═════ Information provided

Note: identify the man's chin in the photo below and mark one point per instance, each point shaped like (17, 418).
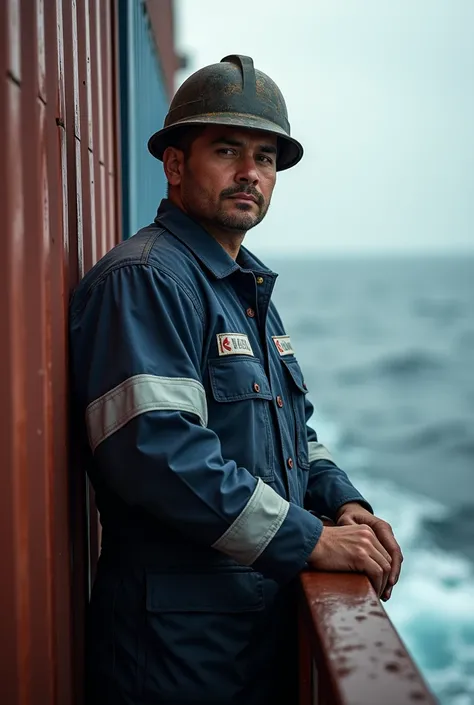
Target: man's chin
(239, 222)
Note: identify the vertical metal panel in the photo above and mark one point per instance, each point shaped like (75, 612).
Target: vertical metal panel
(59, 212)
(161, 15)
(144, 104)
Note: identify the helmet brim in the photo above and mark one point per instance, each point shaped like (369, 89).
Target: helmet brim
(290, 151)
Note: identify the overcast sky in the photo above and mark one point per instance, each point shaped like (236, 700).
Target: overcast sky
(381, 95)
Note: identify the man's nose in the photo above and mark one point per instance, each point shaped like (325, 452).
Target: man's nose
(247, 172)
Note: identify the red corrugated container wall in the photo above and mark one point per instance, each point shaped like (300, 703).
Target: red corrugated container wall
(59, 210)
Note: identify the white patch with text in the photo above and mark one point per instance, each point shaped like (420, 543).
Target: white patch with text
(283, 344)
(233, 344)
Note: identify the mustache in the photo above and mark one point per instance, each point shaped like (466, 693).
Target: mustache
(247, 190)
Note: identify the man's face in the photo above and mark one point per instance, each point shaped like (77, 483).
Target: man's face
(228, 177)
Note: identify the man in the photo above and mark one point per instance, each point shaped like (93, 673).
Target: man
(209, 482)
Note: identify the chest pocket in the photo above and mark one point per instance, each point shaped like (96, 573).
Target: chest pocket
(298, 392)
(240, 414)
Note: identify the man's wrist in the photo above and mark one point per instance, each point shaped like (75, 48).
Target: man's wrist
(347, 506)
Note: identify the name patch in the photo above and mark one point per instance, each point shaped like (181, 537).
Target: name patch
(233, 344)
(283, 344)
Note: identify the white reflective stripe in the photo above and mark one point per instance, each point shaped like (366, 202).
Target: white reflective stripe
(316, 451)
(139, 394)
(255, 526)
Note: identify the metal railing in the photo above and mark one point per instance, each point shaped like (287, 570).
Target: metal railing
(350, 652)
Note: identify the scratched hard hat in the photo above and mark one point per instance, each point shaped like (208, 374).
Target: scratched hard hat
(232, 93)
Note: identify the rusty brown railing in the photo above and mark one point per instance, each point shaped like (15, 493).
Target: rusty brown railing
(350, 652)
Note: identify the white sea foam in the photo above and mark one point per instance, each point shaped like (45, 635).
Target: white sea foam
(432, 606)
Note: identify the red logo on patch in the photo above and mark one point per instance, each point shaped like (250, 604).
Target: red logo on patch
(226, 345)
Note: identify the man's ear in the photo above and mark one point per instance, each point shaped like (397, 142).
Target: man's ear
(173, 163)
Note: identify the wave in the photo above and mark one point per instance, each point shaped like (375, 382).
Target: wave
(432, 606)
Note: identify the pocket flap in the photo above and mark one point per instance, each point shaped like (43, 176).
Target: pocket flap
(294, 369)
(205, 592)
(238, 379)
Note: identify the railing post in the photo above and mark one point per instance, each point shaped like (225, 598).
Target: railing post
(307, 694)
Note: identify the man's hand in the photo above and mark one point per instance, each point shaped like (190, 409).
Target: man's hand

══════════

[The exercise]:
Output every entry verbatim. Pictures do not belong in the copy.

[Written answer]:
Note: identify the man's chin in the photo below and mark one point per instance, each point shaped like (17, 418).
Target: man's chin
(239, 222)
Note: identify the vertical metal panel in the photo above and mark one point per instance, each point shaped like (75, 612).
Target: vertical metal panel
(59, 212)
(161, 15)
(144, 104)
Note: identify the helmet brim in the photo above and mark one point per instance, each point shaped like (369, 89).
Target: helmet brim
(290, 151)
Note: identify the overcast sky in the photo above and mark one point per instance, each point shaped like (236, 700).
Target: overcast sky
(381, 95)
Note: identify the man's nose in the photo above and mark one point per instance, each point shaped like (325, 452).
Target: man's nose
(247, 172)
Note: identify the red corrugated container wall in the photo above and mark one point per instance, each point shaped like (300, 703).
Target: red corrugated container wall
(59, 210)
Note: identify the white patch with text in the photo above and mark one point per instance, each point shaped like (420, 543).
Target: white patch with text
(283, 344)
(233, 344)
Note: identify the mustache in the photo above and mark one point per instance, each point shaped like (466, 693).
Target: mustache
(247, 190)
Note: identify the man's face in the photo above and mark one point per instance, each point shaped like (77, 483).
Target: man's face
(228, 177)
Note: identify the man in the photo above and mark one point per instance, each point shaped like (93, 673).
Target: man
(209, 482)
Note: identify the chest pocket in the photo above and mark one point per instance, each point shaped like (96, 573).
Target: chest pocket
(298, 392)
(240, 414)
Note: identify the man's wrist in the photo above and mark one point per instance, each point shaped like (75, 48).
Target: man's wrist
(347, 506)
Note: identify the name patch in the photo above and mark one point per instance, each point shaped like (181, 537).
Target: name patch
(233, 344)
(283, 344)
Note: identify the white reflective stripe in the photo above and mark one point per instance, each point shaped like (366, 202).
Target: white reflective stripe
(316, 451)
(139, 394)
(255, 526)
Note: identify the metal railing in the photo above and mark one point per instance, each point shaped like (287, 570).
Target: metal railing
(350, 652)
Note: identify the scratched hard hat in the photo above and mark one point per instance, each point shaped like (208, 374).
Target: scratched hard hat
(232, 93)
Note: identify the rusty brown railing in the photo above and mark one point per instance, each point shaped like (15, 493).
Target: rusty brown railing
(350, 652)
Note: identify the white sea foam in the photo above and mark one point per instance, each point shaped like (45, 635).
Target: white sea foam
(432, 606)
Note: identify the red logo on patch in the photo above and mark one point per instance, each point shaped like (250, 604).
Target: red logo on patch
(226, 345)
Note: identify the man's ear in the photo above and mark one point per instance, each point shaped like (397, 142).
Target: man's ear
(173, 163)
Note: identify the wave in the photo above and mark one point per instance, each point shaped like (375, 382).
Target: wave
(432, 606)
Note: identify the pocket flap in the photo above and mark one point per instance, each point shaped like (43, 176).
Target: pocket flap
(294, 369)
(205, 592)
(238, 379)
Note: identify the railing post in the photo above and mark one point per instance, each point shaped like (225, 598).
Target: railing post
(307, 694)
Note: identify the man's hand in the photo above and mark one point per instance, each point shaped like (190, 409).
Target: man's hand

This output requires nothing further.